> [MATERIAL SUPPLIED]:
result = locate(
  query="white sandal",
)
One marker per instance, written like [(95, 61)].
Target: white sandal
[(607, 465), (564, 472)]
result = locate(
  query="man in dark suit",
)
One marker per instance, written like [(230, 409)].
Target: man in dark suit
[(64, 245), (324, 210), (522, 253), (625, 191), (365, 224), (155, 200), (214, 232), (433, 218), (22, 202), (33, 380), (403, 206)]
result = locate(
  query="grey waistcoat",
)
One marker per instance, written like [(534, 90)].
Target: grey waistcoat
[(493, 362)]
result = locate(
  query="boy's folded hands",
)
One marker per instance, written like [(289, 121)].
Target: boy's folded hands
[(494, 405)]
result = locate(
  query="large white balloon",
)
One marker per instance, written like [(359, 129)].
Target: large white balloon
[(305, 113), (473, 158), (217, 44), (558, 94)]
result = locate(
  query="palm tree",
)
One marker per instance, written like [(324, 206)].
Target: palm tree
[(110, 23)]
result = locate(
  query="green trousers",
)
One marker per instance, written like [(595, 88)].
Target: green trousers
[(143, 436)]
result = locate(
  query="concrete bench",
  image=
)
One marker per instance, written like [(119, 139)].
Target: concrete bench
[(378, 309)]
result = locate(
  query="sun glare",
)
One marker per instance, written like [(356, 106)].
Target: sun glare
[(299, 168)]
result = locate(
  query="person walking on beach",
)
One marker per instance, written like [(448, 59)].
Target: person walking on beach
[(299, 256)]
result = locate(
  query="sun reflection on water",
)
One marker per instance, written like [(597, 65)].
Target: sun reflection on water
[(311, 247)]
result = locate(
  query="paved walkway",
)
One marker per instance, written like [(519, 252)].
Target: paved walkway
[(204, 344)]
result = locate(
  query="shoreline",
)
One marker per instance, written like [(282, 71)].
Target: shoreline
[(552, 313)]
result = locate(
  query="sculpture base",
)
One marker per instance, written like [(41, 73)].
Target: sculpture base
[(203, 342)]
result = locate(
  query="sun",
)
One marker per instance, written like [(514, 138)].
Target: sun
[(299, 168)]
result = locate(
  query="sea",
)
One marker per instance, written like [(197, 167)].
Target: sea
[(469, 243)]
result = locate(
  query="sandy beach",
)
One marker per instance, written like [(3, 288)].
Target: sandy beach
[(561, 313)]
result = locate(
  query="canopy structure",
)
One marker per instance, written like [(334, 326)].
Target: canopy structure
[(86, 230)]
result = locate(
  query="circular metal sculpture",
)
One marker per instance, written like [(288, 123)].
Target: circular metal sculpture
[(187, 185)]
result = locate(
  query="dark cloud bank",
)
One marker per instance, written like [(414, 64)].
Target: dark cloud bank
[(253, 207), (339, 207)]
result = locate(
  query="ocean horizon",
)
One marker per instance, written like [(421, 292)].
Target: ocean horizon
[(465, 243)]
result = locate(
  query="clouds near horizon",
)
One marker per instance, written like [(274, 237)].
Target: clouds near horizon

> [REQUIRED TASK]:
Count the lines above that contain the string "canopy", and reply with that number only.

> [EXERCISE ANSWER]:
2